WORK TASK –
The lines to be copied are those below that contain "foreground".

# # # # # # #

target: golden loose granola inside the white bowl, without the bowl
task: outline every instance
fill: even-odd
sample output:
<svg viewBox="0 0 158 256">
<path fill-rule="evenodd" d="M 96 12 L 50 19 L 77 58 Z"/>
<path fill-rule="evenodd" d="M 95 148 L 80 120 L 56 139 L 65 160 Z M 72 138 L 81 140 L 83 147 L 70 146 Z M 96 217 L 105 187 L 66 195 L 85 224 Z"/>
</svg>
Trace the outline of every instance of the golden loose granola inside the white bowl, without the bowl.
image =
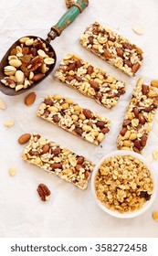
<svg viewBox="0 0 158 256">
<path fill-rule="evenodd" d="M 131 155 L 107 158 L 96 176 L 96 194 L 101 203 L 120 213 L 142 208 L 153 193 L 153 178 L 143 163 Z"/>
</svg>

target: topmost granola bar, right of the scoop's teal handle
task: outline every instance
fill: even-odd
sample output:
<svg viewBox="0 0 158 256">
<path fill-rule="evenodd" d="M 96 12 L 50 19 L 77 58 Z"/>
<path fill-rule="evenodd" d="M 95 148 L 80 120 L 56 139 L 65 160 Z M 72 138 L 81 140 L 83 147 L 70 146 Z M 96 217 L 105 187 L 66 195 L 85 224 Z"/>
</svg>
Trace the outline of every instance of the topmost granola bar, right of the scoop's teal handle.
<svg viewBox="0 0 158 256">
<path fill-rule="evenodd" d="M 142 49 L 98 22 L 86 29 L 80 37 L 80 43 L 131 77 L 142 66 Z"/>
</svg>

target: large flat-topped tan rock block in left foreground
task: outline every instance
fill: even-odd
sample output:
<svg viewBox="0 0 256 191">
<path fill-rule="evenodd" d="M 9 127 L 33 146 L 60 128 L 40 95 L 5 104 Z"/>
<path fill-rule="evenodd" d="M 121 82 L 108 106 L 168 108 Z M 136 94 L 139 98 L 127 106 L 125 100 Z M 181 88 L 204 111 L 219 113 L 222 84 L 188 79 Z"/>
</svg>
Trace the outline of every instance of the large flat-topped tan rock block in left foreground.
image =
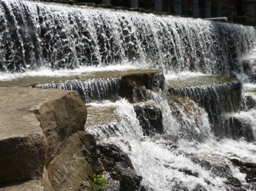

# # # # # # #

RESPONSE –
target: large flat-topped tan rock block in left foreground
Trace the outline of every instance of the large flat-topped tan rock block in left foreground.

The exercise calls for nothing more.